> _DIRECTIONS_
Word for word, set down the records and skip each picture.

★ ★ ★

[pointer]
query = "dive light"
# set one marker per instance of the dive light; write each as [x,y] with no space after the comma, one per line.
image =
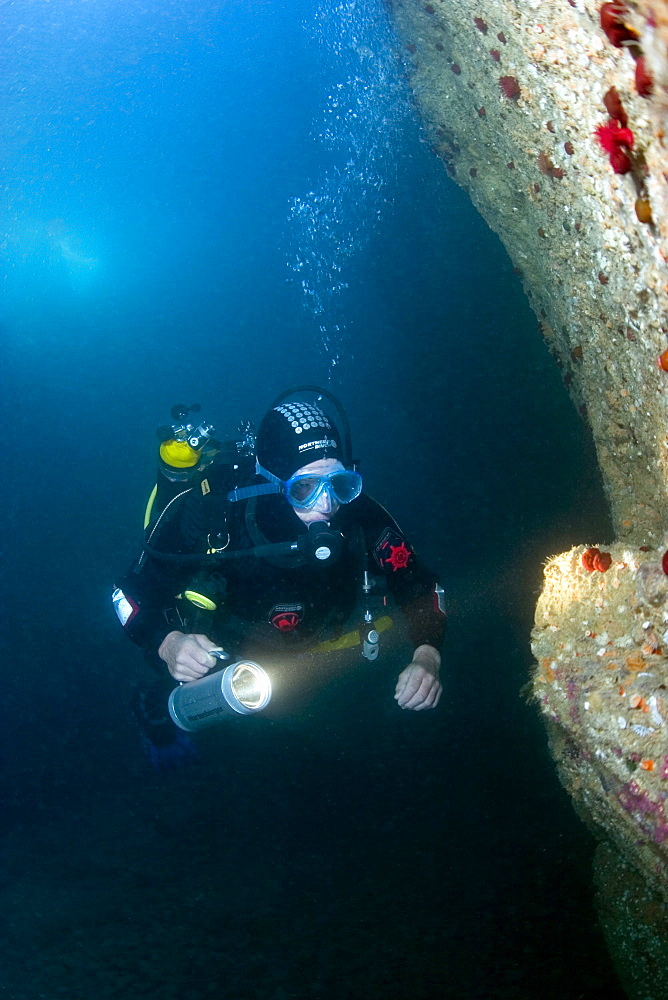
[241,688]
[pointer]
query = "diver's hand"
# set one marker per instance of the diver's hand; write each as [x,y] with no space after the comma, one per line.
[187,656]
[418,685]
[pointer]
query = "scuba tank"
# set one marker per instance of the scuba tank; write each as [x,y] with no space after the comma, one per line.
[186,449]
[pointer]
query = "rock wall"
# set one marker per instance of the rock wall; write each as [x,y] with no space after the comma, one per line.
[553,115]
[512,92]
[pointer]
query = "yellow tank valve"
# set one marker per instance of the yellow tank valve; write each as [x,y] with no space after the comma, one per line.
[179,454]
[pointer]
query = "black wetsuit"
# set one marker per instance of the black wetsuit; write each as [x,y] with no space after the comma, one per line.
[287,603]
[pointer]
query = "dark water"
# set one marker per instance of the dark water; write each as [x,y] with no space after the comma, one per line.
[214,201]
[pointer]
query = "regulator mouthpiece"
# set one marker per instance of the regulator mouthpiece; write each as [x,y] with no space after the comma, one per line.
[242,688]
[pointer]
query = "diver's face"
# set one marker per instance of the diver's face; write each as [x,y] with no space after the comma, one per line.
[325,506]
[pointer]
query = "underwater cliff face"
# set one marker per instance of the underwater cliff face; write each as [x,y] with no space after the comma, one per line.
[553,116]
[512,94]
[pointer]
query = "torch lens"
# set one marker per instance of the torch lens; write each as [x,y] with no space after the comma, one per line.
[251,686]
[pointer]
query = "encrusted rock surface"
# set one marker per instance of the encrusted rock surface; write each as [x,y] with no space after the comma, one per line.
[513,93]
[595,275]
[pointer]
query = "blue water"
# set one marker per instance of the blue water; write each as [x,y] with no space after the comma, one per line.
[213,201]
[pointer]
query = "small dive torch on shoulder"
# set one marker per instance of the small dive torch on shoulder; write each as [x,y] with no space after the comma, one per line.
[241,688]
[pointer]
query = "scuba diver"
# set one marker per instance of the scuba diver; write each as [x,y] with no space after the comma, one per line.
[270,548]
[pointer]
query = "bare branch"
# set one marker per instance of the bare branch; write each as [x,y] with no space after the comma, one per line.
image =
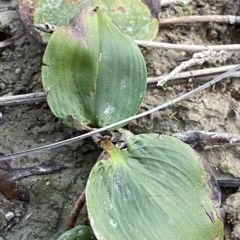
[124,121]
[199,19]
[186,47]
[32,98]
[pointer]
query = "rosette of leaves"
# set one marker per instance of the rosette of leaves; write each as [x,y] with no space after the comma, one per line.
[93,73]
[133,17]
[157,188]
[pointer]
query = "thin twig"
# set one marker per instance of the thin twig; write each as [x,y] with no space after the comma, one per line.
[194,73]
[197,59]
[32,98]
[187,47]
[124,121]
[213,139]
[76,210]
[200,19]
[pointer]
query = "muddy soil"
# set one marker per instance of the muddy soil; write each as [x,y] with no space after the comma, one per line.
[28,126]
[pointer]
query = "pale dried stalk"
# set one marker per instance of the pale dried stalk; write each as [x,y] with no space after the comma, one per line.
[187,47]
[125,121]
[32,98]
[195,73]
[197,19]
[197,59]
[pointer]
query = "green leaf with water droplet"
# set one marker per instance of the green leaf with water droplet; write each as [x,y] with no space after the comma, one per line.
[93,71]
[133,17]
[80,232]
[158,188]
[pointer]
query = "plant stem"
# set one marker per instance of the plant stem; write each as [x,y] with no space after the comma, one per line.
[124,121]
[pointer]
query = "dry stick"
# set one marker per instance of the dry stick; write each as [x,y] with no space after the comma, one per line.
[212,139]
[188,47]
[197,59]
[125,121]
[41,96]
[193,73]
[196,19]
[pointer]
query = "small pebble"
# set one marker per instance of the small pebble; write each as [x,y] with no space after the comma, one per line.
[17,71]
[9,216]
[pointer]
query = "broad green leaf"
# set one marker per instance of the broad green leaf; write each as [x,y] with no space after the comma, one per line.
[80,232]
[158,188]
[133,17]
[93,72]
[55,12]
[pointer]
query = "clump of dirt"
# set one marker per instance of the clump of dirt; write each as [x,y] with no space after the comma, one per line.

★ ★ ★

> _SOLUTION_
[pointer]
query = "dive light"
# set one marker per instance of the dive light; write each as [x,y] with no space after the comma, one per line.
image =
[241,688]
[pointer]
query = "diver's hand"
# set one marker per instance of the diver's hand; write each as [x,y] with no space after the comma, one per line.
[187,656]
[418,685]
[pointer]
query = "scuba tank"
# set one marker per instance of the scuba tank; write each as [x,y] with no space after the comma, one per line.
[186,449]
[pointer]
query = "rock wall"
# set one marker per instance of the rock wall; write each as [x,y] with no space after the comma, one per line.
[553,115]
[512,92]
[pointer]
query = "yellow tank valve"
# set one marker per instance of the yellow tank valve; write each as [x,y] with no space after the comma, one per line.
[179,454]
[pointer]
query = "black wetsuit"
# set one marker per instance of the black wetsuit; write each as [x,y] with no space after the comma, one per line.
[287,603]
[pointer]
query = "dark water"
# set one marker per instance of the dark water; write each as [x,y] with no space after the comma, one per line.
[214,201]
[pointer]
query = "regulator mouthpiece"
# set one marker per instance of the regulator mouthpiece; write each as [x,y] with no space after the comma, one per line.
[242,688]
[pointer]
query = "diver's face"
# set one marker per instance of the diver's face; write each as [x,y] with no space after the comma, one per line.
[325,506]
[pointer]
query = "underwater cliff face"
# set one marker per instance of the underwater cliff face; write each as [x,y] with no space after the comma, one per line.
[553,116]
[512,94]
[pointer]
query = "torch lens"
# set one marker per instance of the torch lens; write each as [x,y] with no space after the comma, one per line.
[251,686]
[pointer]
query = "encrusted rock surface"
# set one marker per instance of the encrusted rock surface; write each as [x,y] with no space after the comma, one per line.
[513,93]
[595,275]
[pointer]
query = "blue water"
# set one marker per instance of the blue water; write each as [x,y] with no space after the comma, one per line.
[213,201]
[pointer]
query = "small dive torch on shoulder"
# set one marker per instance of the small dive torch on shoulder; write each as [x,y] with no space after the comma, one per line.
[241,688]
[pointer]
query = "scuba diver"
# set one marker per instance of the scuba diver; write each as [x,y] with no space after the comma, one per line.
[270,548]
[pointer]
query = "bare branch"
# set one marker per instance of the bare branch; write each as [x,y] with no space after the comma, one per line.
image =
[124,121]
[199,19]
[186,47]
[32,98]
[pointer]
query = "rosette of leaves"
# set one marker per instance of the rosette of leaves; write each as [x,y] with no space after the comma, one per line.
[93,73]
[133,17]
[157,188]
[pointer]
query = "thin twig"
# set one marker per instance of the thin twig; write each as [x,y] with no space after the comma, one per line.
[194,73]
[197,59]
[32,98]
[187,47]
[124,121]
[213,139]
[76,210]
[200,19]
[pointer]
query = "muddy soil"
# set one marker per instance of the muddy soil; write each as [x,y] with no space after the comma, one per line.
[28,126]
[pointer]
query = "pale dried stalk"
# set one marker per instance of the pale dried stalk; write each as [x,y] with no space after the comma, one per line.
[187,47]
[125,121]
[32,98]
[195,73]
[197,19]
[197,59]
[pointer]
query = "green leaf with water droplet"
# set one marker per instance of the green leaf with water droplet; write each as [x,y] with no space after the comma, one per line.
[93,71]
[133,17]
[80,232]
[158,188]
[pointer]
query = "plant stem"
# set one marker per instance of the plant stem; write each as [x,y] with no space after the comma, one per line.
[124,121]
[pointer]
query = "dry stick"
# set one marker per instance of the dry stick; write each as [x,y] with no space after the comma, one per line.
[212,139]
[188,47]
[197,59]
[125,121]
[41,96]
[193,73]
[196,19]
[pointer]
query = "small pebble"
# set one marker per instance of the small pebble; write each as [x,y] with no space after the comma, one per line.
[17,71]
[9,216]
[pointer]
query = "broad green leaf"
# set one marker per instance of the broad green leaf; write each as [x,y] with no space after the comma, one per line.
[80,232]
[158,188]
[133,17]
[93,72]
[55,12]
[pointer]
query = "clump of dirt"
# set one marker per instance of the clump of dirt; write each as [x,y] with no space after the comma, one per line.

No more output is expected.